[start of RECORDED INFORMATION]

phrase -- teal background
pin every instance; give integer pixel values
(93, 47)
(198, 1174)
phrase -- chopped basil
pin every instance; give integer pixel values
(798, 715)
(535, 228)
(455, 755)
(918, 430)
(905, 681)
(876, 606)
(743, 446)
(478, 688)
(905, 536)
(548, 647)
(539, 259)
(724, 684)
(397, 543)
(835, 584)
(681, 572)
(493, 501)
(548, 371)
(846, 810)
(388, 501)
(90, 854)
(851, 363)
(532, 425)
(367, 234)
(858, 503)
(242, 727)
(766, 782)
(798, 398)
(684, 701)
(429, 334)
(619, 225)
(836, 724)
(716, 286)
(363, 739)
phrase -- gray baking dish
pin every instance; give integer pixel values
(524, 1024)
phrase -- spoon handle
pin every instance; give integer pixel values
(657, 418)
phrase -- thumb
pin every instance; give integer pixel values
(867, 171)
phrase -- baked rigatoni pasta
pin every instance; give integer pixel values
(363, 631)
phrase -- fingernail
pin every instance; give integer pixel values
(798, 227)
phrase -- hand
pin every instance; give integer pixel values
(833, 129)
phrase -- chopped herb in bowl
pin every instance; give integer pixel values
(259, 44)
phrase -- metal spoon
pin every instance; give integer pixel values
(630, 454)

[end of RECORDED INFORMATION]

● WHAT YOU ARE ASKED TO DO:
Rewrite all of the material above, putting "mark each occurrence" wherever "pin every instance" appears and changing nothing else.

● FULL OUTPUT:
phrase -- teal background
mark each occurrence; give integer pixel values
(93, 47)
(198, 1174)
phrase -- chopped basil
mark each occurrence; give integer pixel values
(798, 715)
(535, 228)
(455, 755)
(918, 430)
(905, 681)
(876, 606)
(743, 446)
(478, 688)
(905, 536)
(548, 647)
(539, 259)
(724, 684)
(397, 543)
(835, 584)
(681, 572)
(493, 501)
(548, 371)
(846, 810)
(388, 501)
(90, 854)
(851, 363)
(532, 425)
(367, 234)
(858, 503)
(242, 727)
(766, 782)
(798, 398)
(684, 701)
(429, 334)
(619, 225)
(836, 724)
(716, 286)
(363, 739)
phrase -- gray baking dish
mark each occurrence; give integer pixel values
(524, 1024)
phrase -- spoon handle
mark each occurrence; give integer pixel values
(657, 418)
phrase -- thumb
mark each occurrence; give integer pixel values
(867, 171)
phrase -- baked rigatoni pasta
mark each occurrence; give integer pixel values
(363, 631)
phrase -- fingernail
mark each occurrence; give integer pixel values
(798, 227)
phrase -- hand
mark each occurrence; give integer pixel values
(833, 129)
phrase -- chopped herb in bowl
mark each occurrence; give integer pixel values
(259, 44)
phrase -- metal spoon
mark each occurrence; give integer pixel values
(630, 454)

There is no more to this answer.